Exercise description: Set down each record below precisely, skipping the pictures.

*** Extracted records

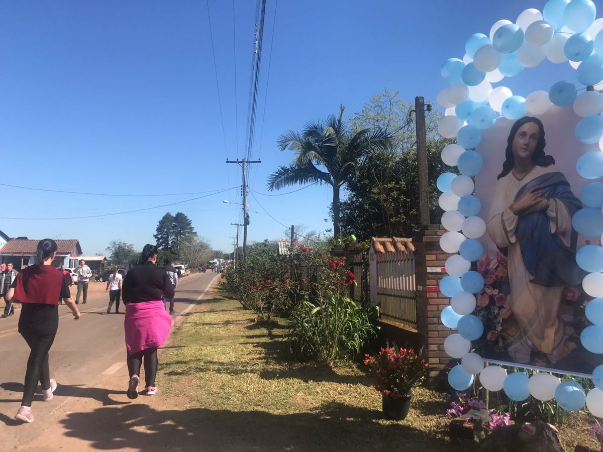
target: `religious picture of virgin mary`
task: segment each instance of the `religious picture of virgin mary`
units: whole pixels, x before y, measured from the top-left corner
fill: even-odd
[[[582,204],[545,145],[540,119],[526,116],[511,127],[487,218],[498,253],[478,263],[485,282],[478,315],[489,345],[480,348],[502,360],[575,368],[569,362],[582,359],[576,349],[586,274],[576,264],[572,216]]]

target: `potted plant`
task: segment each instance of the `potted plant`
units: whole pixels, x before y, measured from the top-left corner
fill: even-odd
[[[427,376],[429,365],[412,348],[395,345],[382,348],[376,355],[365,355],[364,364],[381,393],[382,407],[386,419],[401,421],[410,408],[412,388]]]

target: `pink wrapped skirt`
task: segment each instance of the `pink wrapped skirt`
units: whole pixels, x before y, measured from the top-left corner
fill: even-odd
[[[172,317],[165,311],[163,300],[125,305],[125,348],[130,354],[160,347],[165,343]]]

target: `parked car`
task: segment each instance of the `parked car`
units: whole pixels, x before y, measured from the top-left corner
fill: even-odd
[[[96,275],[95,279],[99,283],[104,283],[106,281],[109,280],[109,277],[113,274],[114,270],[105,270],[103,273],[99,275]],[[125,277],[125,274],[127,272],[125,270],[118,270],[118,273],[121,275],[122,278]]]
[[[60,267],[57,267],[57,270],[60,270]],[[72,268],[69,268],[69,267],[65,267],[65,269],[67,270],[69,274],[71,275],[71,279],[73,280],[74,284],[77,283],[77,273],[75,272],[75,270]]]

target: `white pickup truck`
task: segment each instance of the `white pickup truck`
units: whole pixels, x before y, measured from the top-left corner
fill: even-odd
[[[183,278],[191,274],[191,269],[185,265],[174,265],[174,268],[178,271],[178,278]]]

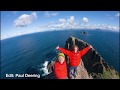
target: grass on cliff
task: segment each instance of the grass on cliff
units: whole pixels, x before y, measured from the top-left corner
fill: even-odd
[[[101,79],[120,79],[120,77],[119,73],[116,72],[115,69],[106,70],[106,68],[104,67]]]

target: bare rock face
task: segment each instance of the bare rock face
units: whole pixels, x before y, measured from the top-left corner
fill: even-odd
[[[71,50],[72,45],[77,45],[79,50],[82,50],[89,44],[71,36],[66,41],[65,48]],[[67,56],[66,61],[69,64]],[[50,74],[45,77],[46,79],[54,79],[54,63],[55,61],[51,61],[48,64]],[[113,67],[110,67],[100,54],[92,48],[82,57],[82,61],[77,68],[77,76],[76,78],[72,77],[72,79],[119,79],[119,73]]]

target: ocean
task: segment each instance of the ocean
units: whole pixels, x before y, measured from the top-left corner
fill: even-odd
[[[56,46],[64,47],[70,36],[91,44],[109,66],[119,72],[119,32],[84,30],[47,31],[27,34],[1,40],[1,78],[6,74],[40,73],[45,61],[51,61],[58,51]],[[16,78],[15,78],[16,79]]]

******

Solution for this exercise:
target: `religious picture of virgin mary`
task: segment each instance of the `religious picture of virgin mary`
units: whole pixels, x before y, measured from the top-left corner
fill: even-odd
[[[582,204],[545,145],[540,119],[526,116],[511,127],[487,218],[498,253],[478,263],[485,282],[478,315],[489,345],[480,348],[502,360],[575,368],[569,362],[582,359],[576,349],[586,274],[576,264],[572,216]]]

target: `potted plant`
task: segment each instance of the `potted plant`
units: whole pixels, x before y, measured from the top-left corner
fill: even-odd
[[[427,376],[429,365],[412,348],[395,345],[382,348],[376,355],[365,355],[364,364],[381,393],[382,407],[386,419],[401,421],[410,408],[412,388]]]

target: `pink wrapped skirt`
task: segment each instance of the `pink wrapped skirt`
units: whole pixels, x before y, measured from the top-left corner
fill: even-odd
[[[172,317],[165,311],[163,300],[125,305],[125,348],[130,354],[160,347],[165,343]]]

target: `parked car`
task: segment each instance of the `parked car`
units: whole pixels, x before y, measured from the top-left corner
fill: even-odd
[[[96,275],[95,279],[99,283],[104,283],[106,281],[109,280],[109,277],[113,274],[114,270],[105,270],[103,273],[99,275]],[[125,277],[125,274],[127,272],[125,270],[118,270],[118,273],[121,275],[122,278]]]
[[[60,267],[57,267],[57,270],[60,270]],[[72,268],[69,268],[69,267],[65,267],[65,269],[67,270],[69,274],[71,275],[71,279],[73,280],[74,284],[77,283],[77,273],[75,272],[75,270]]]

target: `white pickup truck`
task: segment each instance of the `white pickup truck`
units: whole pixels, x before y, measured from the top-left corner
fill: even-odd
[[[183,278],[191,274],[191,269],[185,265],[174,265],[174,268],[178,271],[178,278]]]

target: grass on cliff
task: segment each instance of the grass on cliff
units: whole pixels, x before y, measured from the top-left corner
fill: even-odd
[[[101,79],[120,79],[120,77],[119,73],[116,72],[115,69],[106,70],[106,68],[104,67]]]

target: bare rock face
task: segment each instance of the bare rock face
units: whole pixels, x before y, measured from the top-left corner
fill: even-odd
[[[71,50],[72,45],[77,45],[79,50],[82,50],[89,44],[71,36],[66,41],[65,48]],[[67,56],[66,61],[69,64]],[[50,74],[45,77],[46,79],[54,79],[54,63],[55,61],[51,61],[48,64]],[[113,67],[110,67],[100,54],[92,48],[82,57],[82,61],[77,68],[77,76],[76,78],[72,77],[72,79],[119,79],[119,73]]]

target: ocean
task: segment each instance of the ocean
units: whole pixels, x before y, measured from the top-left corner
fill: even-odd
[[[56,46],[64,47],[70,36],[91,44],[109,66],[119,72],[119,32],[84,30],[47,31],[27,34],[1,40],[1,78],[6,74],[40,73],[45,61],[51,61],[58,51]],[[16,78],[15,78],[16,79]]]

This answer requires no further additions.